# start of DATASET

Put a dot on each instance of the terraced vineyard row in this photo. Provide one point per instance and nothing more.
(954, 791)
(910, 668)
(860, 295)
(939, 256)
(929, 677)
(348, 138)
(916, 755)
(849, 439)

# end of DATASET

Rewrite the items above, swapping "instance" for "occurrence" and leaving every other word unchanged.

Put a dot on each occurrence of the terraced vineyard row in this photo. Provide one point per occurrence and nothing more.
(954, 791)
(910, 668)
(860, 295)
(939, 256)
(929, 677)
(348, 138)
(916, 755)
(849, 439)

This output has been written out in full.